═══ RECORDS SHOWN ═══

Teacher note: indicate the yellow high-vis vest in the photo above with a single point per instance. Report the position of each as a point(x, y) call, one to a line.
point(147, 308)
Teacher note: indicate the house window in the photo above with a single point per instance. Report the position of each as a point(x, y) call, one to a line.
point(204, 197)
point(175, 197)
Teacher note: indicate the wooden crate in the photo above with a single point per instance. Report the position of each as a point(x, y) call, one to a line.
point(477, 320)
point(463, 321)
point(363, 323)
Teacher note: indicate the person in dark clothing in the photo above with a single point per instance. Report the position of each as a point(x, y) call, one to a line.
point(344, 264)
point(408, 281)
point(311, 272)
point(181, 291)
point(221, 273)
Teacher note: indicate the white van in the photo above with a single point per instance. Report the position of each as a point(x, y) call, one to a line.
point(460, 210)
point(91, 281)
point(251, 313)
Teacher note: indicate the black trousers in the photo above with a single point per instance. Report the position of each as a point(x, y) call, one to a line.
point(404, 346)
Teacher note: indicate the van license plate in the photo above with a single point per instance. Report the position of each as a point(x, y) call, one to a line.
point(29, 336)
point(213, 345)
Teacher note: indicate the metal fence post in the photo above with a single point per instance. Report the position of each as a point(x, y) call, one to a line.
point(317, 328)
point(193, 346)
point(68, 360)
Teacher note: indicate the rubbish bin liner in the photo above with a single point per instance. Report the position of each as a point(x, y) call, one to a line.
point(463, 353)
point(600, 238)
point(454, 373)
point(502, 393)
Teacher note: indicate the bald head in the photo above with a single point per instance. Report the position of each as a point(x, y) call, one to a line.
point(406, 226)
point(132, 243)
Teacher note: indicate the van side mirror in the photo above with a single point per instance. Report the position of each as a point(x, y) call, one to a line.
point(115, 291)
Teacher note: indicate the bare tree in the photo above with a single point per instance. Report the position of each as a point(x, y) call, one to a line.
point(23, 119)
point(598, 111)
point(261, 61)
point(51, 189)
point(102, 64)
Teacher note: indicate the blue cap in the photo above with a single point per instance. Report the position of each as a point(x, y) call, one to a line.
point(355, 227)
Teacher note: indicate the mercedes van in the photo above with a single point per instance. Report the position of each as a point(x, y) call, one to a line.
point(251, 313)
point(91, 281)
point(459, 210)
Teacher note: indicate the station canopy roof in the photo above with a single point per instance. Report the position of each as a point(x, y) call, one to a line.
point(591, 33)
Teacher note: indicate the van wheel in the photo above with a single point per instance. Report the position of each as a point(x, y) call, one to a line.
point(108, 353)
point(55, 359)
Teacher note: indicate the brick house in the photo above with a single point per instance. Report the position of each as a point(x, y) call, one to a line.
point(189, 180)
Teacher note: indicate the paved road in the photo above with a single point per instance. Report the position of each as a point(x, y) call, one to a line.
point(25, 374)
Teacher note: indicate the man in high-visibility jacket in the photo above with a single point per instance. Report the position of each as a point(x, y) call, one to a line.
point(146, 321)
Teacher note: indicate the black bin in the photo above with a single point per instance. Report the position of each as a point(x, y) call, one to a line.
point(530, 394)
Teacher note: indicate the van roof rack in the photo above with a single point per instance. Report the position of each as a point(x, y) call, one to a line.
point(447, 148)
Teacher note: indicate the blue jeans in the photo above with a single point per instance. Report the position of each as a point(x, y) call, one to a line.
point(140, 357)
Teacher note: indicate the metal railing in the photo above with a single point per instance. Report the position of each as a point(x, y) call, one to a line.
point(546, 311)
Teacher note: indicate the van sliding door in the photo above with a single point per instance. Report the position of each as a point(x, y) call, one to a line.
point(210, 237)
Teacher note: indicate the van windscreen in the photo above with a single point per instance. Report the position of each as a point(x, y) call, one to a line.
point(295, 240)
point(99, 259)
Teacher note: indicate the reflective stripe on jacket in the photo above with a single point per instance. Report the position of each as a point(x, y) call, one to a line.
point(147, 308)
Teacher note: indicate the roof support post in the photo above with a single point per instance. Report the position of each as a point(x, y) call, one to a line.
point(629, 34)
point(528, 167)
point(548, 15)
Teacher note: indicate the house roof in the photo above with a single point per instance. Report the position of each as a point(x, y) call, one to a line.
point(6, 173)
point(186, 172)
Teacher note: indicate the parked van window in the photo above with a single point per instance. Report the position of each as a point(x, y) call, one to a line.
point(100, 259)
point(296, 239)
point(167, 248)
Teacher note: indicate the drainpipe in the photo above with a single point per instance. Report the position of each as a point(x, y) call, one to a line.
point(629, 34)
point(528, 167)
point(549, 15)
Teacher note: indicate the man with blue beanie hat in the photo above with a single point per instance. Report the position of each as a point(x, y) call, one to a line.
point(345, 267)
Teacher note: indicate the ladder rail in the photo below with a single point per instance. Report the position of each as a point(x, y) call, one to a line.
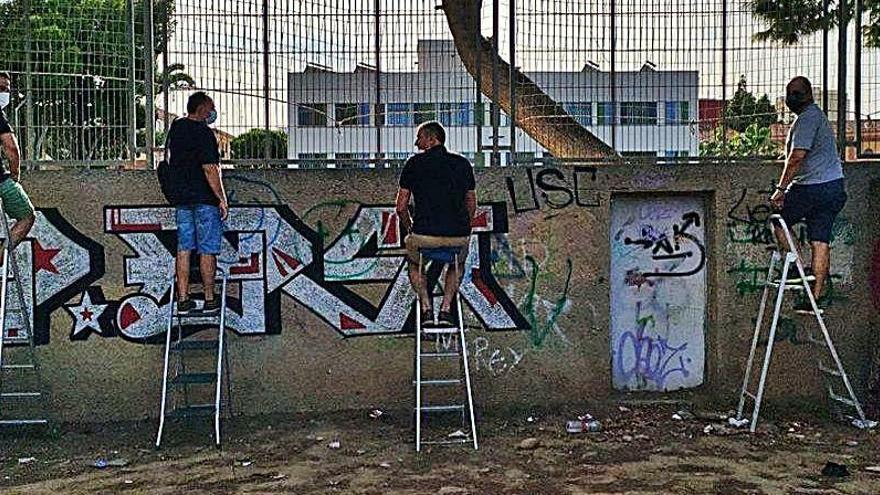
point(418, 340)
point(25, 315)
point(162, 403)
point(220, 350)
point(756, 337)
point(464, 360)
point(771, 338)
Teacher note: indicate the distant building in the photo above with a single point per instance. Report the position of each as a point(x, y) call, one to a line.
point(336, 116)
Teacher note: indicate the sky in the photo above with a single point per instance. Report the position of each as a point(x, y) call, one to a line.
point(221, 43)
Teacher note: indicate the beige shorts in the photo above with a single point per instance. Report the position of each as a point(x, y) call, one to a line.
point(414, 242)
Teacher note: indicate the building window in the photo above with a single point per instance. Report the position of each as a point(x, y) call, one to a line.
point(353, 114)
point(638, 113)
point(424, 112)
point(312, 114)
point(456, 114)
point(677, 113)
point(581, 112)
point(677, 153)
point(504, 118)
point(523, 158)
point(352, 160)
point(312, 160)
point(604, 113)
point(398, 115)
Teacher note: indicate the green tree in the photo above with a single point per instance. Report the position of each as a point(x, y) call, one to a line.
point(744, 109)
point(252, 144)
point(788, 21)
point(753, 142)
point(79, 54)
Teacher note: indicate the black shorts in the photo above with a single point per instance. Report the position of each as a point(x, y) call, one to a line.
point(817, 205)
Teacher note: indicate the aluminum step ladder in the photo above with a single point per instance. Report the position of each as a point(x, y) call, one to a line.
point(22, 401)
point(187, 347)
point(425, 331)
point(831, 374)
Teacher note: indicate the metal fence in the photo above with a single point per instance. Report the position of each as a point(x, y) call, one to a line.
point(327, 83)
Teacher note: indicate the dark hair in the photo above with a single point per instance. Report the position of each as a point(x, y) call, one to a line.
point(196, 100)
point(435, 129)
point(802, 85)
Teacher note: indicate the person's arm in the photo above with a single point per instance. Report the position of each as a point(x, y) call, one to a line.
point(10, 146)
point(470, 202)
point(402, 207)
point(215, 181)
point(792, 166)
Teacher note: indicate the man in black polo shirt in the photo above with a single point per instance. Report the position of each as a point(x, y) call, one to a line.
point(16, 203)
point(441, 185)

═══

▸ WHAT YOU SHOULD DO:
Convert all of the material above into a JSON list of strings, one string per line, skipping any blank lines. Leave the pictures out of your answer.

▸ WRITTEN SOLUTION:
[
  "Teacher note: indicate the yellow high-vis vest in the photo above with a single point per instance. Report the position of each as a point(x, y) call, one to a line.",
  "point(147, 308)",
  "Teacher note: indicate the house window in the photo above with a single point per instance. Report the position of each as a point(x, y) call, one to a line.",
  "point(204, 197)",
  "point(175, 197)",
  "Teacher note: indicate the wooden crate in the photo above with a single point per instance. Report the position of each as a point(x, y) call, one to a line.",
  "point(477, 320)",
  "point(463, 321)",
  "point(363, 323)",
  "Teacher note: indicate the person in dark clothing in the photo above with a single point per instance. Report the position of each as a point(x, y) call, one to a line.",
  "point(344, 264)",
  "point(408, 281)",
  "point(311, 272)",
  "point(181, 291)",
  "point(221, 273)",
  "Teacher note: indicate the white van in the photo above with a single point per instance. Report the position of each as a point(x, y) call, one to a line.",
  "point(460, 210)",
  "point(91, 281)",
  "point(251, 313)",
  "Teacher note: indicate the black trousers in the photo above with a single point per instance. Report the position of each as a point(x, y) call, one to a line.",
  "point(404, 346)",
  "Teacher note: indicate the van license plate in the photo above with a single point per instance. Report the position of each as a point(x, y) call, one to a line.",
  "point(29, 336)",
  "point(213, 345)",
  "Teacher note: indicate the metal fence post in the photo above with a single point per instance. Report the position of each as a point(x, y) call, one to a line.",
  "point(317, 328)",
  "point(193, 346)",
  "point(68, 360)",
  "Teacher note: indicate the rubbish bin liner in the photo above with a single point per instance. Report the position of each as a point(x, y) call, one to a line.",
  "point(463, 353)",
  "point(600, 238)",
  "point(454, 373)",
  "point(502, 393)",
  "Teacher note: indicate the bald head in the photo above with a single point per instance. Report the position of each as a point(x, y) call, one to a line.",
  "point(406, 226)",
  "point(132, 243)",
  "Teacher note: indicate the van side mirror in the photo above with a single point per instance. Report the position of each as a point(x, y) call, one to a line.",
  "point(115, 291)",
  "Teacher note: indicate the bare tree in the photo above with a single point per instance. Report the position of each as a point(x, y) call, one to a line.",
  "point(23, 119)",
  "point(598, 111)",
  "point(261, 61)",
  "point(51, 189)",
  "point(102, 64)",
  "Teacher note: indicate the blue cap in the photo above with a single point per instance. Report the position of each as a point(x, y) call, one to a line.",
  "point(355, 227)",
  "Teacher note: indicate the mercedes van in the photo above with a single point per instance. Report the position of each as a point(x, y) call, one to a line.",
  "point(251, 313)",
  "point(91, 281)",
  "point(459, 210)",
  "Teacher note: indicate the station canopy roof in the photo above with a single point per instance. Report the position of each as a point(x, y) call, one to a line.",
  "point(591, 33)",
  "Teacher note: indicate the van wheel in the photo above with a single point per instance. Report the position of each as a point(x, y) call, one to a line.",
  "point(108, 353)",
  "point(55, 359)",
  "Teacher note: indicate the brick house in the photo above with a single point per instance. Report the position of each as a point(x, y) call, one to a line.",
  "point(189, 180)",
  "Teacher note: indicate the paved road in the photo above with a single point per instance. Report the position of each as a point(x, y) call, one to a line.",
  "point(25, 374)",
  "Teacher note: indicate the man in high-visibility jacket in the photo above with a single point per instance. Report the position of each as a point(x, y) call, one to a line.",
  "point(146, 321)",
  "Teacher note: indicate the black bin in the photo above with a single point per instance. Report the position of each as a point(x, y) call, one to a line.",
  "point(530, 394)",
  "Teacher note: indicate the van roof rack in the photo above with a single point per instance. Report the position of each as a point(x, y) call, one to a line.",
  "point(447, 148)",
  "Teacher note: indicate the blue jeans in the photo above with a single point per instance. Report the position of each as a point(x, y) call, one to a line.",
  "point(140, 357)",
  "Teacher note: indicate the metal railing in the photo above with a single point per instance. Report the position of each as a point(x, y) call, one to a line.",
  "point(546, 311)",
  "Teacher note: indicate the van sliding door in the photo above with a single point per instance. Report the position of each as a point(x, y) call, one to a line.",
  "point(210, 237)",
  "Teacher note: indicate the van windscreen in the photo above with a single point per instance. Report the position of each as a point(x, y) call, one to a line.",
  "point(295, 240)",
  "point(99, 259)",
  "Teacher note: indicate the reflective stripe on jacket in the photo above with a single point per instance. Report the position of each as a point(x, y) call, one to a line.",
  "point(147, 308)",
  "Teacher note: indicate the roof support post in the photo above with a single point per instance. Report the position of each as a point(x, y) call, one to a line.",
  "point(629, 34)",
  "point(528, 167)",
  "point(548, 15)",
  "Teacher note: indicate the house roof in the photo above with a single point per instance. Report the position of each as a point(x, y) call, one to a line.",
  "point(6, 173)",
  "point(186, 172)",
  "Teacher note: indicate the parked van window in the photo above with a single point per instance. Report the position of each as a point(x, y) call, one to a line.",
  "point(100, 259)",
  "point(296, 239)",
  "point(167, 248)",
  "Teacher note: indicate the drainpipe in the photo above with a single point per instance. Report the position of each as a point(x, y) call, one to a line.",
  "point(629, 34)",
  "point(528, 167)",
  "point(549, 15)",
  "Teacher note: indicate the man with blue beanie hat in the photo above with a single point per instance. Report the position of each as a point(x, y) call, one to a line.",
  "point(345, 267)",
  "Teacher note: indicate the ladder rail in the photo below with a single point per instance. Report the position of each as a point(x, y) call, one to a line.",
  "point(418, 340)",
  "point(25, 315)",
  "point(162, 403)",
  "point(220, 350)",
  "point(756, 337)",
  "point(464, 360)",
  "point(771, 338)",
  "Teacher note: indicate the distant building in the photo above with a single point per instance. Report the position of each as a point(x, y) call, one to a line.",
  "point(336, 116)",
  "Teacher note: indicate the sky in the photo above with a single point per instance. Report the position of each as a point(x, y) call, one to a line.",
  "point(221, 43)",
  "Teacher note: indicate the beige shorts in the photo above with a single point per instance. Report the position of each as a point(x, y) call, one to a line.",
  "point(414, 242)",
  "Teacher note: indicate the building window in the photo above with a single point per instance. Report the position of each as a point(x, y) call, one to a line.",
  "point(353, 114)",
  "point(638, 113)",
  "point(424, 112)",
  "point(312, 114)",
  "point(456, 114)",
  "point(677, 113)",
  "point(581, 112)",
  "point(677, 153)",
  "point(504, 118)",
  "point(523, 158)",
  "point(352, 160)",
  "point(312, 160)",
  "point(604, 113)",
  "point(398, 115)",
  "Teacher note: indicate the green tree in the photo above with a single point per instance. Report the position of each as a point(x, y) call, one to a line.",
  "point(744, 109)",
  "point(252, 144)",
  "point(788, 21)",
  "point(753, 142)",
  "point(79, 54)",
  "Teacher note: indicate the black shorts in the photo above with a single point per instance. Report the position of each as a point(x, y) call, one to a line.",
  "point(817, 205)",
  "Teacher note: indicate the aluminum step ladder in the photo above with a single point per instance. Report the position of each as a point(x, y) call, one to a line.",
  "point(22, 401)",
  "point(187, 347)",
  "point(425, 331)",
  "point(831, 374)",
  "Teacher note: indicate the metal fence in the photo above with a single point per instance. Report the position of each as a point(x, y) call, one to a line.",
  "point(327, 83)",
  "Teacher note: indicate the dark hair in the photo above with a single point per instance. Report the position of each as a point(x, y) call, one to a line.",
  "point(196, 100)",
  "point(435, 129)",
  "point(802, 85)",
  "Teacher note: indicate the person's arm in the photo above with a single point per instance. Report the position of each as a point(x, y) call, one to a line.",
  "point(10, 146)",
  "point(470, 202)",
  "point(402, 207)",
  "point(215, 181)",
  "point(792, 166)",
  "Teacher note: indicate the man in black polo shirt in the photo above with a single point per instance. Report the position of each as a point(x, y) call, one to a line.",
  "point(16, 203)",
  "point(441, 185)"
]